● **What you should do**:
Excluding pictures, give the entries again exactly as they appear.
Information provided section start
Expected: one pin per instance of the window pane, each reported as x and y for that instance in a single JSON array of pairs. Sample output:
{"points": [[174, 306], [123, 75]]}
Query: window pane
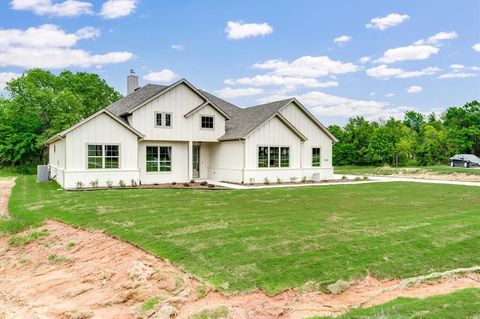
{"points": [[94, 150], [168, 119], [274, 156], [285, 157], [111, 150], [263, 156], [207, 121], [152, 166], [152, 153], [94, 162], [316, 157]]}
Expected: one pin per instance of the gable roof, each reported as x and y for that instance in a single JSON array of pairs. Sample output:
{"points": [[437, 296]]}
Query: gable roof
{"points": [[119, 120]]}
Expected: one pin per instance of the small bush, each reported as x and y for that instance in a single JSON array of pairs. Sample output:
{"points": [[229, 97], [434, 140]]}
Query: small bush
{"points": [[94, 183]]}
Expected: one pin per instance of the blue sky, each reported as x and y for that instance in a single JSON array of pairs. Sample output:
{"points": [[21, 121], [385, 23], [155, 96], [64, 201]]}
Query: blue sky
{"points": [[417, 55]]}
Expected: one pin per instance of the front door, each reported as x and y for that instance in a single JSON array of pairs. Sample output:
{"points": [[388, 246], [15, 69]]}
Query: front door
{"points": [[196, 161]]}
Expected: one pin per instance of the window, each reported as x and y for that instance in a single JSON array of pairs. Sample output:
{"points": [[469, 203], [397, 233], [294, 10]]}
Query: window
{"points": [[207, 121], [103, 156], [273, 156], [316, 159], [159, 159], [163, 119]]}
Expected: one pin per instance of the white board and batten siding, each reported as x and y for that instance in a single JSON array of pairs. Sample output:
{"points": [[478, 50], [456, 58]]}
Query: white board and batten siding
{"points": [[178, 102], [100, 130]]}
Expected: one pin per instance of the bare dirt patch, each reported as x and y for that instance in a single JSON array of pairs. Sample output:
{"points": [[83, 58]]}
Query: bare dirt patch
{"points": [[6, 185], [73, 273]]}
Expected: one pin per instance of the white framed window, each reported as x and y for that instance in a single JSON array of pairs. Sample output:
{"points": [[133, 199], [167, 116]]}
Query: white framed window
{"points": [[316, 157], [103, 156], [273, 156], [163, 119], [158, 158], [207, 121]]}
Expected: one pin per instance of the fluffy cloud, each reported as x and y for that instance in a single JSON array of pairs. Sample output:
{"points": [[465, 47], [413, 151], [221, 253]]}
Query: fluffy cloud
{"points": [[384, 72], [391, 20], [66, 8], [414, 89], [238, 30], [435, 39], [364, 59], [411, 52], [231, 93], [178, 47], [453, 75], [277, 80], [342, 39], [48, 46], [6, 77], [165, 75], [112, 9], [307, 66]]}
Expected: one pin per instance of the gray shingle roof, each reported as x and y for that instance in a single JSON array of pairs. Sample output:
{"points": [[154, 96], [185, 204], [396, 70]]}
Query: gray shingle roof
{"points": [[130, 101], [242, 120]]}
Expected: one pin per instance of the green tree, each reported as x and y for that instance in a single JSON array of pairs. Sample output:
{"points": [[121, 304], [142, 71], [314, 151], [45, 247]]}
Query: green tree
{"points": [[41, 104]]}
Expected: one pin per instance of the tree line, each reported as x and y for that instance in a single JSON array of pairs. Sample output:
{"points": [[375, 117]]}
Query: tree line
{"points": [[415, 140], [40, 104]]}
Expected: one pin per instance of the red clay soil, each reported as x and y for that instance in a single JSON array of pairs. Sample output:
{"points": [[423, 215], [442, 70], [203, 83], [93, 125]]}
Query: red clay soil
{"points": [[73, 273]]}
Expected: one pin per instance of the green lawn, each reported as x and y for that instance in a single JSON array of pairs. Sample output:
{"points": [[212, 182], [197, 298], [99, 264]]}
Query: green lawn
{"points": [[274, 239], [464, 304], [375, 170]]}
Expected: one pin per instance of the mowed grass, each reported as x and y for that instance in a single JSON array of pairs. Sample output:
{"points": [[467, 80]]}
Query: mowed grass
Information provided section end
● **Solution to this exercise**:
Expected: one pin per instance of the window pane, each reported as x and y for that instance in a single JSON array of pairs. Sample output:
{"points": [[174, 306], [123, 75]]}
Query: window pane
{"points": [[94, 150], [168, 119], [274, 156], [285, 157], [111, 150], [263, 156], [207, 121], [152, 166], [152, 153], [94, 162], [316, 157]]}
Expected: one pin per instance of the gable roof, each reported as x and y for that instance in a single JSON array of pairs. Sample output:
{"points": [[437, 296]]}
Query: gable roof
{"points": [[119, 120]]}
Expected: one pin per instance of the small bush, each reported as x and y for that instance in a single JSON array of pairs. Sample output:
{"points": [[229, 97], [434, 140]]}
Query: small bush
{"points": [[94, 183]]}
Expected: one pin per instance of the blue sky, each reported as x and y for that instance in a single JSON array of pairs. Sample output:
{"points": [[21, 121], [385, 23], [155, 96], [64, 201]]}
Query: blue sky
{"points": [[417, 55]]}
Expected: one pin per instance of the front door, each reported as x and y for that instance in a single JSON array of pairs. Sample output:
{"points": [[388, 246], [15, 69]]}
Query: front door
{"points": [[196, 161]]}
Expected: one pin per instance of the window, each reported as x and y for that instance in a single JSON array of pairs. Sample output:
{"points": [[469, 203], [397, 233], [294, 10]]}
Query: window
{"points": [[207, 121], [103, 156], [273, 156], [316, 159], [159, 159], [163, 119]]}
Expected: one pin per instance of the white board and batten siding, each reported as x and y for that instance in a single JSON array of pairs. Sample output:
{"points": [[478, 50], [456, 58]]}
Query: white board and batten siding
{"points": [[178, 102], [100, 130]]}
Expected: one pin per instance of the bare dirt patch, each reported as x and y for that instance in a single JSON array of pairs. Sample output:
{"points": [[83, 58]]}
Query: bare dirt patch
{"points": [[6, 185], [73, 273]]}
Expected: one pin per instance of the white framed window, each reported as x and y for that instance in a single JSON array of pairs. Sample output:
{"points": [[133, 199], [167, 116]]}
Query: white framed window
{"points": [[316, 157], [103, 156], [273, 156], [163, 119], [158, 158], [207, 121]]}
Expected: one pin per instance of the fluffy cloud, each reported as x and y for that instance in a single JSON array of pairs. Sample output:
{"points": [[465, 47], [413, 151], [221, 253]]}
Query: fluffy cloud
{"points": [[384, 72], [391, 20], [66, 8], [414, 89], [238, 30], [435, 39], [364, 59], [411, 52], [231, 93], [178, 47], [453, 75], [277, 80], [342, 39], [48, 46], [6, 77], [165, 75], [112, 9], [307, 66]]}
Expected: one pin per instance of the gray shingle roof, each reported as x and y for that instance in a single JSON array of pairs. Sample output:
{"points": [[154, 96], [185, 204], [396, 70]]}
Query: gray shingle roof
{"points": [[130, 101], [242, 120]]}
Expected: one pin per instance of the green tree, each reported as x and y for that instance in a single JSON array of pairs. Sample output:
{"points": [[121, 304], [142, 71], [314, 151], [45, 247]]}
Query: green tree
{"points": [[41, 104]]}
Expected: one pin per instance of the tree line, each reported as x and y for that instance in a single JSON array of pairs. Sample output:
{"points": [[375, 117]]}
Query: tree line
{"points": [[415, 140], [40, 104]]}
Expected: one pin per instance of the red clay soil, each reported as x and y for that instance in a single JSON array of pairs. Sample output:
{"points": [[423, 215], [442, 70], [203, 83], [93, 125]]}
Query: red clay soil
{"points": [[73, 273]]}
Expected: one pin per instance of the green lawn, each reported as x and y for that instance in a single JSON array of pairs. Sample output:
{"points": [[212, 182], [197, 298], [99, 264]]}
Query: green lawn
{"points": [[274, 239], [464, 304], [375, 170]]}
Expected: one pin per instance of the mowed grass, each reported as x and y for that instance in a single JSON array of pairs. Sample output:
{"points": [[467, 80]]}
Query: mowed grass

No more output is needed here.